REQUISITOS DE LA TAREA → Prosiga el texto sobre el poeta Juan Rejano a partir de su última oración.

TEXTO SELECCIONADO →
-.-.-

Retrato al óleo de Juan Rejano realizado por su buen amigo y gran pintor

Miguel Prieto en 1949



La emoción del reencuentro con la voz y el retrato que Miguel Prieto hizo de nuestro abuelo Juan Rejano -su figura y obra están muy presentes en este evento- nos devuelve a la memoria los recuerdos del poeta muerto inesperadamente en junio de 1976 mientras preparaba su vuelta a España. Aquel infausto día perdimos de golpe el cariño y la vida, que durante tanto tiempo soñó, mirando a través del ventanal de su piso en México, al camellón arbolado donde aprendimos nosotros, sus nietos, a dar nuestros primeros pasos.


Juan fue la segunda pareja de nuestra abuela Luisa Carnés. Nuestro padre, Ramón Puyol Carnés, fue hijo de Luisa y del conocido pintor Ramón Puyol Román, al que conocimos a mediados de los 70 cuando vinimos a vivir a España.

-.-.-

DATOS PROPORCIONADOS →

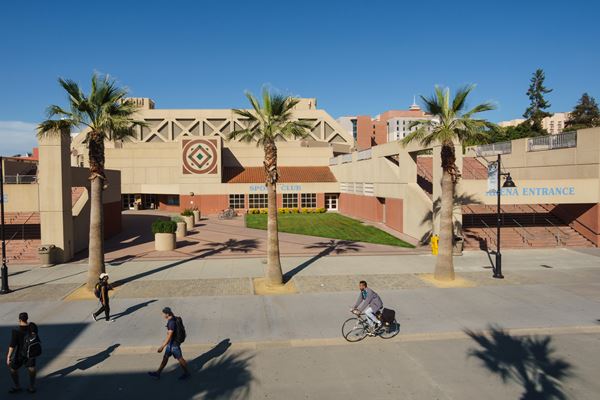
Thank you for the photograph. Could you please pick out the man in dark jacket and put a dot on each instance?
(104, 287)
(14, 356)
(368, 302)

-.-.-

RESPUESTA REDACTADA →
Las pasiones humanas construyen y destruyen familias, hermandades, amistades y pueblos. La peor de todas ellas, el odio, generó nuestra Guerra Civil, destrozándolo todo, rompiendo millones de corazones que bombean la misma sangre española, apasionada y a veces fratricida… en la otra cara de la misma moneda, está la del amor, que remienda lo roto y engendra nueva vida. De ahí venimos nosotros, mis hermanos y yo: mexicanos de sangre española. Mi hermano Alex es el mayor, en medio está Paloma y yo cierro la cuenta.


Nuestros padres, Ramón y Maleni, niños de la guerra, que partieron con sus padres al exilio, se conocieron dentro del grupo de españoles -alrededor de 20.000- que se establecieron en México y que fundaron instituciones como el colegio “Luis Vives”, en él que se conocieron y al que, años después, ingresamos también, nosotros.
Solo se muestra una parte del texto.